* Document passage:

"""

The clue is in the surname of the person posting the previous comments.

Jamie Farrant is the son David Farrant who has made death threats to a wide variety of people, sacrificed cats, privately photographed naked females and then had their pictures published in newspapers and magazines without their knowledge or consent, taken nude photographs of a young female in a mausoleum containing satanic symbols and published them, attempted to raise “a satanic force” (Farrant’s own words) at midnight in Highgate Cemetery in order to have it possess him and his naked accomplice, attempted to raise a demon in a derelict house with a naked man who at the time was a self-proclaimed Satanist, waged hate campaigns against people, written and distributed vitriolic self-published pamphlets, sent malicious mail to friends and relatives of those he does not like, sent black magic curses to people in order to create publicity for himself and silence his critics, and has been convicted in the criminal courts of indecency, vandalism, desecration, threatening people and theft.

It would, therefore, have been rather more concerning if this Jamie Farrant (previously known as Jamie Coster) character had anything truthful or good to say about the author of “The Highgate Vampire” in which his father’s criminal behaviour is briefly touched upon to provide some context for the would-be interloper who has made a career out of disseminating malicious faslehood. He was known as a prankster by all who knew him in the late 1960s and early 1970s, and earned himself a notoriety for some very childish and often cruel pranks on unsuspecting people, mostly strangers. He also showed absolute contempt for anyone who believed in the supernatural, and was particularly hostile towards Christians. His later self-styled adoption of the more sinister aspects of the dark occult was as much to shock Christians as anything else, but it also served to bring him the media attention he craved. Hence his modus operandi spiralling increasingly into something more resembling full-blown Satanism.

Why are you dragging other people into it Sean…this is about you stealing your story from Dracula. Perhaps you should answer that rather than hide behind cut and paste character smears…..

I did an analysis of Sean’s book in 1991 and drew attention to other echoes (Shirley Jackson, Vadim’s BLOOD AND ROSES, Terence Fisher’s film of DRACULA and so on). An expanded version of the piece appears in my collection of essays.

A few minutes ago, Ramsey Campbell posted on a Facebook group (created by an Australian troll who has never been anywhere near the UK) dedicated to inciting hatred against Seán Manchester:

“Believe me, he shouldn’t have taken me on in the first place. I don’t back down.”

"""

* Aim 1: In the comment thread about "The Highgate Vampire," what year does one commenter say they did an analysis of Sean's book?
The listing that comes next has no connection to the passage above.

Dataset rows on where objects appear
"""

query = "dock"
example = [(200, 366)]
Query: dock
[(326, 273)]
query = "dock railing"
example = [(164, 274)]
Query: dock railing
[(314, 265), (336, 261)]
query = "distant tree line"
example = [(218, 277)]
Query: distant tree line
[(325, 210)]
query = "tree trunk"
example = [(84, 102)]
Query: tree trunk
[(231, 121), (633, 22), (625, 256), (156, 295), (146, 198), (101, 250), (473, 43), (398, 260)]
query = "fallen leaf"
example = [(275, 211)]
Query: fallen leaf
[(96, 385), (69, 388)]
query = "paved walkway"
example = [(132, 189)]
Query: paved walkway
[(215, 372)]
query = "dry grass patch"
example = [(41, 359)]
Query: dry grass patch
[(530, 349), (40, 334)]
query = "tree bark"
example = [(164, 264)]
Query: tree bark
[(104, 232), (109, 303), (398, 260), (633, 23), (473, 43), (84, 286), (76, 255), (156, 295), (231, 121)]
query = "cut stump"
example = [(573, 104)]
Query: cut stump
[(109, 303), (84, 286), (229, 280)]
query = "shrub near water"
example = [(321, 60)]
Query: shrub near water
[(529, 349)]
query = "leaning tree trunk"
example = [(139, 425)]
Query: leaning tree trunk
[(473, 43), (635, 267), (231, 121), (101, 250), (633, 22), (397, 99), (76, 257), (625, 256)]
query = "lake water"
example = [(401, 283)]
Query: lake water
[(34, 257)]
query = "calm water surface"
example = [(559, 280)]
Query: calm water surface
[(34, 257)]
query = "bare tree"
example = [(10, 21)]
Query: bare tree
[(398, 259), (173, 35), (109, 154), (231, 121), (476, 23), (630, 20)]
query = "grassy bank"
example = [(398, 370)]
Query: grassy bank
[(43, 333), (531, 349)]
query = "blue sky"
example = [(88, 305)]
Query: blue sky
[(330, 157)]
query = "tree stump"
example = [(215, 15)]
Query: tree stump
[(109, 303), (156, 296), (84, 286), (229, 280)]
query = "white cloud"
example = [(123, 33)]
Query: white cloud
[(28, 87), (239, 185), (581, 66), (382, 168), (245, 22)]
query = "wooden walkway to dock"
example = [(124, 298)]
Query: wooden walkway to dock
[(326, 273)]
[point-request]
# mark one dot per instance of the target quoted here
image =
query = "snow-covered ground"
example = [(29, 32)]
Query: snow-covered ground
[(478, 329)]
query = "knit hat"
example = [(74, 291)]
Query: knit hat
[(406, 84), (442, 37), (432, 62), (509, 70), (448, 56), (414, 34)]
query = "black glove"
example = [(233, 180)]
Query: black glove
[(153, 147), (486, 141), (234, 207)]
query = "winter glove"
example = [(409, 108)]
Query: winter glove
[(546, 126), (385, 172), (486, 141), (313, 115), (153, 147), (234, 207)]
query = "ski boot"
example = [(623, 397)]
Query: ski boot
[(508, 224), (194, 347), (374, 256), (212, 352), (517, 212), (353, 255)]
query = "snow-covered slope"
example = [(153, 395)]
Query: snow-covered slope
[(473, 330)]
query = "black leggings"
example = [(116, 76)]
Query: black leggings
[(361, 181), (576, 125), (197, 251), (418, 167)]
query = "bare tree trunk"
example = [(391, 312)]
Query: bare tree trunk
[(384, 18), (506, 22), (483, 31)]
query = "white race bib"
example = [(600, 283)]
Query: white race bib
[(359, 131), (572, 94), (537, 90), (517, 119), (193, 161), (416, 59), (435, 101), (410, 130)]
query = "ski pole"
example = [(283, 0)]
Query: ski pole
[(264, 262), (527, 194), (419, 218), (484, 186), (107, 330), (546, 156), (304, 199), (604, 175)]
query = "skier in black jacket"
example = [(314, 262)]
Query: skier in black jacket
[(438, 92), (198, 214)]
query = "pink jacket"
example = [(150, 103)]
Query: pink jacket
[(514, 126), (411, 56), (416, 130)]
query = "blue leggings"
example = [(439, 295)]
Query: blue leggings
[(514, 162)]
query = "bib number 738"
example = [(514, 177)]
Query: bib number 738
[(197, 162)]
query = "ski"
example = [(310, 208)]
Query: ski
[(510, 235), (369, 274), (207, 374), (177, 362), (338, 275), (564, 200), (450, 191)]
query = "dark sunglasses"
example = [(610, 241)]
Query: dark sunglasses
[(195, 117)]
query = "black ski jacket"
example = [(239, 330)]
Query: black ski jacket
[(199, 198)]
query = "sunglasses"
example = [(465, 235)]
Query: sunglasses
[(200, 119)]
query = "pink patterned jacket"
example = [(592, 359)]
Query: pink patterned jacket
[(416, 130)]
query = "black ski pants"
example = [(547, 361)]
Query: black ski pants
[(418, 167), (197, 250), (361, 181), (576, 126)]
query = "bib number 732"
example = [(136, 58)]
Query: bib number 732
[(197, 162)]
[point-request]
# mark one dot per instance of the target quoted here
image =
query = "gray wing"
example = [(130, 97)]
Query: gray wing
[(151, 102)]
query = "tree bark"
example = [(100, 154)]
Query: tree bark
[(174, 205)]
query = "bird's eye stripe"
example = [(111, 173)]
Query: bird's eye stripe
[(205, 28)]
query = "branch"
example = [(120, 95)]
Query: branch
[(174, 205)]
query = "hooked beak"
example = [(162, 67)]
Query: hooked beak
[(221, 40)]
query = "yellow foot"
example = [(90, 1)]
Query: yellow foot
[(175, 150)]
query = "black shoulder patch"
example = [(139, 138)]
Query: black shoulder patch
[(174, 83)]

"""

* Aim 2: Rescale the listing from its first line down to the line containing "[(325, 210)]", both ends included. Write every one of those lines out again with the requests, and multiply each coordinate in the answers by 0.75, rounding to whole numbers with halves going up.

* Exercise answer 1: 1991

* Exercise answer 2:
query = "dock"
example = [(200, 366)]
Query: dock
[(245, 205)]
query = "dock railing"
example = [(164, 274)]
Query: dock railing
[(236, 199), (252, 196)]
query = "distant tree line"
example = [(218, 277)]
Query: distant tree line
[(244, 158)]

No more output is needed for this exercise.